• _Labels for points on objects_:
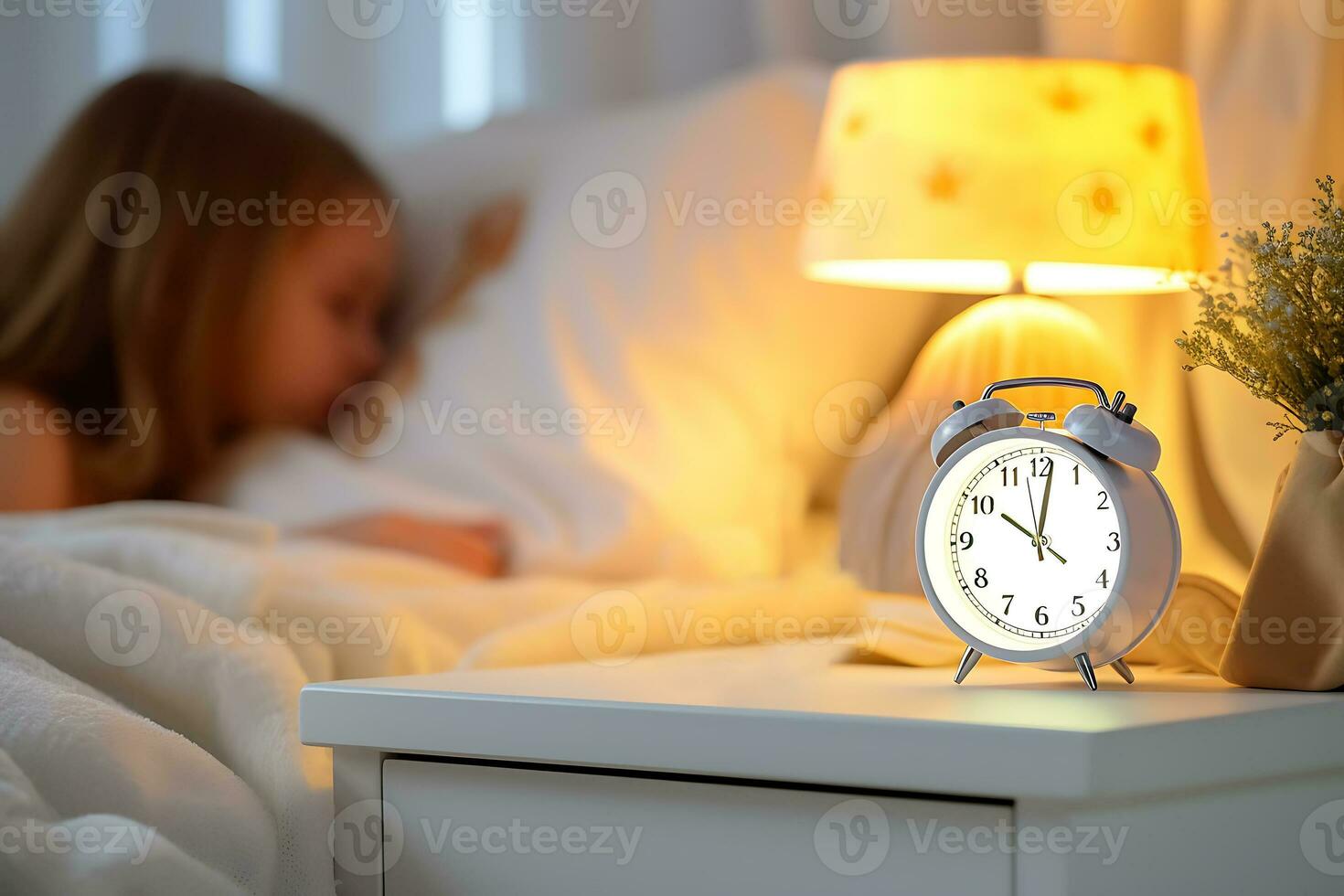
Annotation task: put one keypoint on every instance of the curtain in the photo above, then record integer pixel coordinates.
(452, 63)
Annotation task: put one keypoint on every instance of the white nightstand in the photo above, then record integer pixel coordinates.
(778, 770)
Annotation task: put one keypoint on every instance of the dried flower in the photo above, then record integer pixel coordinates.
(1275, 320)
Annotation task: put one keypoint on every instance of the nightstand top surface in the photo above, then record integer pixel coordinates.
(801, 713)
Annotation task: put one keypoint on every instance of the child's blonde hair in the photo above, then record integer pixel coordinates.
(89, 318)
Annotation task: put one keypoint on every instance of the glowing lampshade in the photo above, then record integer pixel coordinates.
(986, 175)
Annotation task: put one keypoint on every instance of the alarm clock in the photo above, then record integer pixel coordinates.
(1041, 546)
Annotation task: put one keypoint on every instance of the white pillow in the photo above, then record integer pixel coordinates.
(632, 406)
(692, 347)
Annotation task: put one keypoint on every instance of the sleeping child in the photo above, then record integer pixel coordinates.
(190, 265)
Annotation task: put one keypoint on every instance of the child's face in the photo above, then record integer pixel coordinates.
(319, 328)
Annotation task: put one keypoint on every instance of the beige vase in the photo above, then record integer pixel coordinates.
(1289, 629)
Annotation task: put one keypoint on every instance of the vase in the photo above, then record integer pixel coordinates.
(1289, 627)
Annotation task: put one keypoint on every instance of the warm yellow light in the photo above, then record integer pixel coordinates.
(929, 275)
(1055, 278)
(1061, 176)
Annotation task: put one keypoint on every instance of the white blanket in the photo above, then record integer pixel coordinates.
(151, 660)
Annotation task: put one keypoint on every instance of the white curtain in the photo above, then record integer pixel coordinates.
(454, 62)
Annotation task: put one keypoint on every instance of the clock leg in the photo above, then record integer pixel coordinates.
(968, 661)
(1085, 669)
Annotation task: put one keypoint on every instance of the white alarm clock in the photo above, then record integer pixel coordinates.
(1051, 547)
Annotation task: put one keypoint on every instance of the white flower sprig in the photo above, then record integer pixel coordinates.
(1275, 318)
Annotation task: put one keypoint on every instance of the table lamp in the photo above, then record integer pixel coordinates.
(1047, 176)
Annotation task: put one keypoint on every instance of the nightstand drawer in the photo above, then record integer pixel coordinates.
(492, 829)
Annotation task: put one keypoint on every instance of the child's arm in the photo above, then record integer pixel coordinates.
(37, 464)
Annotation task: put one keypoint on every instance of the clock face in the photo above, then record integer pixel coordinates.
(1034, 538)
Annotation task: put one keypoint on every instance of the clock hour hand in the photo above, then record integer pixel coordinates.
(1019, 527)
(1027, 532)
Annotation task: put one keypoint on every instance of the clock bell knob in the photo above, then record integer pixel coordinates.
(968, 421)
(1115, 434)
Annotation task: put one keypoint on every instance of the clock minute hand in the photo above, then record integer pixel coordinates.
(1044, 501)
(1027, 532)
(1031, 503)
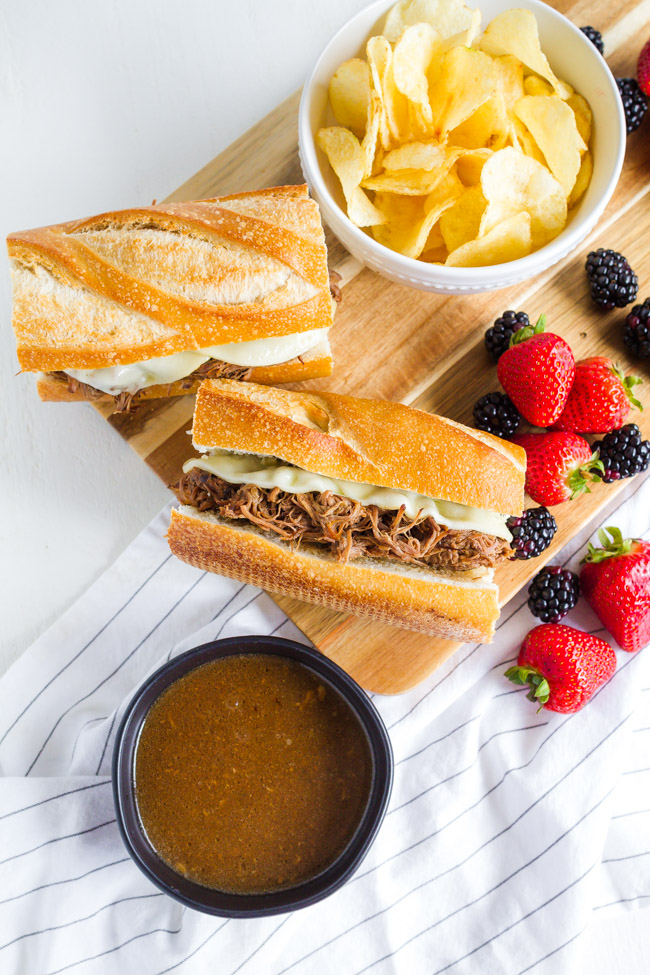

• _Work to complete_: Copy out word for word everything from the start of these lines down to and including the line containing "(1289, 629)". Leave out the pictures.

• _Correct output_:
Annotation task: put one keypoint on every instance of the curtain in the photo above, then record integer pixel coordinates.
(452, 63)
Annotation task: put one keypoint on every instance of the white nightstand in the photo above, then record integer pixel coordinates.
(778, 770)
Annotation task: put one keypoint on every instance of the dried flower in the photo above, then record integer pixel coordinates.
(1275, 320)
Annotation task: put one keypoint on every instance of the nightstand top surface in the photo above, then record integer pixel coordinates.
(801, 713)
Annotation task: put one keypoint on every instance of the child's blonde hair in the photo above, then record integer pixel coordinates.
(89, 318)
Annotation task: put one keypoint on every instance of the glowing lampshade in the photo above, then record integer pixel coordinates.
(986, 175)
Annotation task: put one keypoint on every instance of the alarm clock in the photo above, then record integer pixel coordinates.
(1041, 546)
Annotation task: put one keypoint on every instance of the white pillow in the photo above, then record integer pixel coordinates.
(632, 406)
(692, 347)
Annotation task: put one keypoint on every instance of the sleeping child in the photo above, then record integer pixel coordinates.
(190, 265)
Annotation task: put one keypoint on every instance of the child's face in the photo above, then record integer pixel coordinates.
(319, 328)
Annotation task: put one keypoint on every instance of the beige vase in the photo above, then record integer pixel coordinates.
(1289, 629)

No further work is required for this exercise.